Replace every "armchair" in the listing below with "chair", and reproduce the listing otherwise unchanged.

** Start of Records **

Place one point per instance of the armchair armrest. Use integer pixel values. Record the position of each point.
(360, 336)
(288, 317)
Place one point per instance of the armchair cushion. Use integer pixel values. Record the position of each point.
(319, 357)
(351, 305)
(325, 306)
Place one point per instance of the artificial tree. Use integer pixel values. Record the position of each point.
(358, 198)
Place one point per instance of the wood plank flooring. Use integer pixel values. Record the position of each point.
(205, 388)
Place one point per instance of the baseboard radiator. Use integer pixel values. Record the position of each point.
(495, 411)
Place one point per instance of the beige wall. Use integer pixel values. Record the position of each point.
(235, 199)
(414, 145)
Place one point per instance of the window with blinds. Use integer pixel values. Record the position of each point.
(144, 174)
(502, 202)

** End of Records **

▶ Expected answer:
Place one point per instance of the chair armrest. Use integer pixel values. Record the position of each point.
(360, 336)
(288, 317)
Place one point per instance of the chair cushion. Use integer pixel values. Record the position of each point.
(319, 357)
(351, 305)
(325, 306)
Place one point per instance of the artificial tree. Use integer pixel values. Record the position of each point.
(358, 198)
Place one point per instance of the wood plank flooring. Use integer pixel values. Record the position of each point.
(205, 388)
Place one point per instance of the baseboard radiator. Use integer pixel values. Record the position of each point.
(495, 411)
Place one point per instance of the beige wall. Use integer pixel values. Record the position of each point.
(235, 199)
(414, 145)
Place one point per instance of the window with blinds. Use integer pixel values. Record the position of each point.
(144, 174)
(502, 202)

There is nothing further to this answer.